:: Extrahierter Text ::
——

Aber ich denke auch an das Hier und Jetzt. Ich will nicht sagen, dass die Schweiz gespalten wäre. Das wäre überzogen. Und man kann Spaltung auch herbeireden. Aber ich stelle doch gewisse Risse in der schweizerischen Öffentlichkeit fest. Befeuert wurde diese Entwicklung durch die verschiedenen Krisen, die wir durchlaufen haben oder noch durchlaufen: Corona-Krise, Ukraine-Krieg, Energie-Krise, Inflation, CS-Krise und – quasi als Dauerkrise – der Klimawandel.

 

 

Krisen verunsichern

Man muss Verständnis dafür haben, dass diese Krisen Menschen verunsichern. Man hat den Eindruck, die Kontrolle über das eigene Leben zu verlieren. So ging es vielen in der Corona-Krise. Das wirkt bedrohlich. Oder denken sie an den Ukraine-Krieg. Ganz offen wurde da von einer Nuklearmacht über den möglichen Einsatz von Atomwaffen gesprochen. Auch das wirkt bedrohlich.

——

:: Bereitgestellte Angaben ::
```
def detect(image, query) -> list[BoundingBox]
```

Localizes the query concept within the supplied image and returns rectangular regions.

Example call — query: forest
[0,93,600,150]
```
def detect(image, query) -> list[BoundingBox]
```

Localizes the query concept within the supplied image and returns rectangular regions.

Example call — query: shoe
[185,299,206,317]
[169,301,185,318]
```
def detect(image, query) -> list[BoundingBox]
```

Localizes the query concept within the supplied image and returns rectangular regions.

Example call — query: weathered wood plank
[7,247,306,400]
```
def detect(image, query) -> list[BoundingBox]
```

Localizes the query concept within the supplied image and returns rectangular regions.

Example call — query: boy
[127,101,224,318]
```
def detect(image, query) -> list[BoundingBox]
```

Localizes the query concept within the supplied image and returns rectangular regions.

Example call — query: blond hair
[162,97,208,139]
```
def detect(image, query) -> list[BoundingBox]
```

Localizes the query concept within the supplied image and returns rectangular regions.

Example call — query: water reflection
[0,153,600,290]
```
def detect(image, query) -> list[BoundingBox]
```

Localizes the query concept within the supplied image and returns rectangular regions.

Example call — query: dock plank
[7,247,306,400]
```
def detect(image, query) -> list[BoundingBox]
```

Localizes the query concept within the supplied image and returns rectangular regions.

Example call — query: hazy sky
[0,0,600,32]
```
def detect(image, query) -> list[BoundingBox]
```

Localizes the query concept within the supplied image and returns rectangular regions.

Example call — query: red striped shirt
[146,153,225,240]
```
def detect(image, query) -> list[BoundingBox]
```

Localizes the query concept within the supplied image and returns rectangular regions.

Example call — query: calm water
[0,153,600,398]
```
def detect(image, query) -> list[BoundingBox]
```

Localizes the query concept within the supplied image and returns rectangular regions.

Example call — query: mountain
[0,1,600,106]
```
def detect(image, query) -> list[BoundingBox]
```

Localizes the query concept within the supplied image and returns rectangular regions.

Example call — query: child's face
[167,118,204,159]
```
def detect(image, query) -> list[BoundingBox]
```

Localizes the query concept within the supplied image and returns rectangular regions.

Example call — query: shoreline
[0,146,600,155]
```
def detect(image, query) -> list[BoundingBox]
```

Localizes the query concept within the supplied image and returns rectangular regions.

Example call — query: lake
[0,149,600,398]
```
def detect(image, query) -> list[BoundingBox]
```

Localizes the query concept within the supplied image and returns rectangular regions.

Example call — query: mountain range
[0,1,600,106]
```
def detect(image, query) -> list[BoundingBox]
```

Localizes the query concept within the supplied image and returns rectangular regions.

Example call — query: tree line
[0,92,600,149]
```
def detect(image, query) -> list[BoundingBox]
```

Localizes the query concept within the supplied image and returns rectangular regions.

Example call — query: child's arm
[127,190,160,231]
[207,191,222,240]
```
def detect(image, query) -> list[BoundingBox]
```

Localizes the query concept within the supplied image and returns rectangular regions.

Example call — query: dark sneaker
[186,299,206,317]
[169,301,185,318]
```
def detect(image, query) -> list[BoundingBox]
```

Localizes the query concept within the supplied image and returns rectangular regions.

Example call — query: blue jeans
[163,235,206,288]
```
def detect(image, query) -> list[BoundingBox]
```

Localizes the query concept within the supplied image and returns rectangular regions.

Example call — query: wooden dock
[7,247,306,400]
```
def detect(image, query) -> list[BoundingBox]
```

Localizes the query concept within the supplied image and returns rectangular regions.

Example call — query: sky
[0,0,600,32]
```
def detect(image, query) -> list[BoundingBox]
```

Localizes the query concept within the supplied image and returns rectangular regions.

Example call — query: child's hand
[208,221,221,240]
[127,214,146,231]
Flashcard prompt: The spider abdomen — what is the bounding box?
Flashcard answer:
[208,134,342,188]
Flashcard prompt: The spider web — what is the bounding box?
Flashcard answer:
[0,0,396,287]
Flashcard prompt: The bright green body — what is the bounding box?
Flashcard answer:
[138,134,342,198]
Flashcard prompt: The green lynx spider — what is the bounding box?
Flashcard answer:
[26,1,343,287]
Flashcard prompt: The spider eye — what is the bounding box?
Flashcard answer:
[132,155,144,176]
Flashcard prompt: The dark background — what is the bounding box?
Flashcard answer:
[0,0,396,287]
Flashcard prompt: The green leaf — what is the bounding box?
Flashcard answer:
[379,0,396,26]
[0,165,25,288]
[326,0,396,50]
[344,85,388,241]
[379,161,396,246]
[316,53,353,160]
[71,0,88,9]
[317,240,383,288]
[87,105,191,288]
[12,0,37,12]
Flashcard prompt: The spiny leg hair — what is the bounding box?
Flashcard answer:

——

:: Zu erledigen ::
1. Gib bitte den Abschnitt aus dem Text über die Krisen wörtlich wieder, von „Aber ich denke“ bis einschließlich „Auch das wirkt bedrohlich.“.
2. Fasse den Text über die Krisen in zwei Sätzen zusammen.
Die Datensätze haben mit dem Text nichts zu tun.

:: Antworten je Aufgabe ::
1.
Aber ich denke auch an das Hier und Jetzt. Ich will nicht sagen, dass die Schweiz gespalten wäre. Das wäre überzogen. Und man kann Spaltung auch herbeireden. Aber ich stelle doch gewisse Risse in der schweizerischen Öffentlichkeit fest. Befeuert wurde diese Entwicklung durch die verschiedenen Krisen, die wir durchlaufen haben oder noch durchlaufen: Corona-Krise, Ukraine-Krieg, Energie-Krise, Inflation, CS-Krise und – quasi als Dauerkrise – der Klimawandel.

 

 

Krisen verunsichern

Man muss Verständnis dafür haben, dass diese Krisen Menschen verunsichern. Man hat den Eindruck, die Kontrolle über das eigene Leben zu verlieren. So ging es vielen in der Corona-Krise. Das wirkt bedrohlich. Oder denken sie an den Ukraine-Krieg. Ganz offen wurde da von einer Nuklearmacht über den möglichen Einsatz von Atomwaffen gesprochen. Auch das wirkt bedrohlich.

2. Die Schweiz ist nicht gespalten, doch in ihrer Öffentlichkeit zeigen sich gewisse Risse, befeuert durch Krisen wie Corona, den Ukraine-Krieg, die Energiekrise, die Inflation, die CS-Krise und den Klimawandel. Diese Krisen verunsichern Menschen, weil sie den Eindruck vermitteln, die Kontrolle über das eigene Leben zu verlieren, und bedrohlich wirken.